Activities |
1. Decide whether each statement agrees with the Ken Nash article below. For each, answer yes or no and quote the words of the article that decide it.
(a) The tank Ken Nash was travelling in was hit by 18 rocket-propelled grenades.
(b) The video with Tempy Pattinson and Simon Brown attracted fewer than 70m views.
(c) Ken Nash drew the lion during the daytime.
2. Please set down the part of the Ken Nash article below exactly, starting at "Ken Nash, 41, tells" and ending at "and its supporters.".

AN Iraq war veteran from Richmond has told how discovering a passion for art has helped him deal with the struggles he faced after a tank he was travelling in was hit by 18 rocket-propelled grenades.
Ken Nash, 41, tells his story to a dedicated fundraiser in the latest video made by the charity Help for Heroes celebrating the bond between the charity’s beneficiaries and its supporters.
It is the third in a series which began with a video of five-year-old fundraiser Tempy Pattinson and veteran Simon Brown, which attracted more than 70m views.
Mr Nash tells fundraiser Philippa Haig, 54, that she and other charity supporters have helped to turn his life around.
Following his experience in Iraq, he was diagnosed with Post-Traumatic Stress Disorder (PTSD), Obsessive Compulsive Disorder (OCD), an anxiety disorder and was medically discharged. His life spiralled downhill to the point where he had lost his family and was living a leaky caravan.
But his recovery began when he was put in touch with Help for Heroes and found himself in an art class. One of his first creations was a haunting image of a lion with powerful words embedded in the mane. The ‘Silent Roar’, which can be seen in the video, represents the fact that PTSD is silent and cannot be seen.
In the video, he says art gave him a new sense of purpose, and led to a reunion with his estranged wife and daughter.
Mr Nash said: “I got into charcoal drawing. All my nightmares are in black and white, so I used to get up in the middle of the night and just draw. I drew the lion after waking up at 1am and starting drawing. I went back to bed about 5am and then when I got up eventually I saw that I had put all the words of my nightmares in the drawing as well.”
He adds: “I’m on the road to recovery. Two years ago I was sitting in a caravan staring out of the window with no hope in life. Now, I’m an Ambassador for Help for Heroes, I’ve got my own art and photography website, and I’m back with my wife and daughter – what else could I want?”

Records provided |
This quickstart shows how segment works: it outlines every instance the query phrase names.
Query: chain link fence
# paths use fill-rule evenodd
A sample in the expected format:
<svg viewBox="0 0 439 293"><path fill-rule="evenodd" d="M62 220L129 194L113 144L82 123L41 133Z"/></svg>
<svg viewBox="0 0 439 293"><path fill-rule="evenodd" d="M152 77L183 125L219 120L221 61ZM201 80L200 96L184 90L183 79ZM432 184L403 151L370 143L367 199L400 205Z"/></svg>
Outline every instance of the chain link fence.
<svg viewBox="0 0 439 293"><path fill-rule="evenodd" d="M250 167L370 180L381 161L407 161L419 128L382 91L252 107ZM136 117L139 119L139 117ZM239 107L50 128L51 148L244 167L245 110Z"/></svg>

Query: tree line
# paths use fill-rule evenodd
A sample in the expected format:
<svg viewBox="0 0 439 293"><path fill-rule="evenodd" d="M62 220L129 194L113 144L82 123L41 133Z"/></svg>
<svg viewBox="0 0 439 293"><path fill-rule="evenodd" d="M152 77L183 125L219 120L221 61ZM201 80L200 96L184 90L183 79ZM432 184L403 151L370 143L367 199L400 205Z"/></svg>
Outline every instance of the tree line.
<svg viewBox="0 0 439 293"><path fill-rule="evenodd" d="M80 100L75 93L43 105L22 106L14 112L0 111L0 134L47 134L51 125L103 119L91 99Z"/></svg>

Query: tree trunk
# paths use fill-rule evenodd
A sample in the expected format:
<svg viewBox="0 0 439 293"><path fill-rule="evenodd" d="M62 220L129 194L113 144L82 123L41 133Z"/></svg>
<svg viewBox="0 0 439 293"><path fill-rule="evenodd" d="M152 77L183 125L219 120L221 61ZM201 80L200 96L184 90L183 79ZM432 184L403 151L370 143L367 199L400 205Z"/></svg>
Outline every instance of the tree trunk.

List of solutions |
1.
(a) Yes: "a tank he was travelling in was hit by 18 rocket-propelled grenades"
(b) No: "which attracted more than 70m views"
(c) No: "I drew the lion after waking up at 1am and starting drawing."

2.
Ken Nash, 41, tells his story to a dedicated fundraiser in the latest video made by the charity Help for Heroes celebrating the bond between the charity’s beneficiaries and its supporters.